-- BEGIN Quoted text --
Robert The Bruce
Robert the Bruce or Robert I was the King of Scots during the early 14th century. He was a great military leader and perhaps the best known Scottish hero of all times.
He led the Scots in the Scottish War for Independence against English forces under Edward I and Edward II.
His single most notable achievement was securing Scotland’s independence, for which he is revered in his country, even to this day.
Early Life: Robert was born on July 11, 1274 in Ayrshire. His father was Robert de Brus, 6th Lord of Annandale. Robert was also a fourth great grandson of David I, King of Scots. His mother, Marjorie was a fearsome woman who was also the Countess of Carrick. Robert had nine siblings and was the third eldest child of his parents.
During his childhood, Robert kept moving between Annandale and Ayrshire, head of his mother’s earldom of Carrick.
In 1292, Edward I appointed John Ballioli, a first cousin of Robert’s grandfather as King of Scotland. After his accession, Robert’s father became Lord of Annandale and Robert became Earl of Carrick.
-- END Quoted text --
-- BEGIN Given information --
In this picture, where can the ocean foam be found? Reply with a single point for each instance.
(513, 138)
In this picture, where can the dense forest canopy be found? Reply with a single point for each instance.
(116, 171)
-- END Given information --
Prompt A: In the Robert the Bruce text, on what date was Robert born?
Prompt B: Write out the Robert the Bruce text between "He led the Scots" and "of his parents.", inclusive, swapping "fearsome" for "formidable".

Written response A: July 11, 1274

Written response B:
He led the Scots in the Scottish War for Independence against English forces under Edward I and Edward II.
His single most notable achievement was securing Scotland’s independence, for which he is revered in his country, even to this day.
Early Life: Robert was born on July 11, 1274 in Ayrshire. His father was Robert de Brus, 6th Lord of Annandale. Robert was also a fourth great grandson of David I, King of Scots. His mother, Marjorie was a formidable woman who was also the Countess of Carrick. Robert had nine siblings and was the third eldest child of his parents.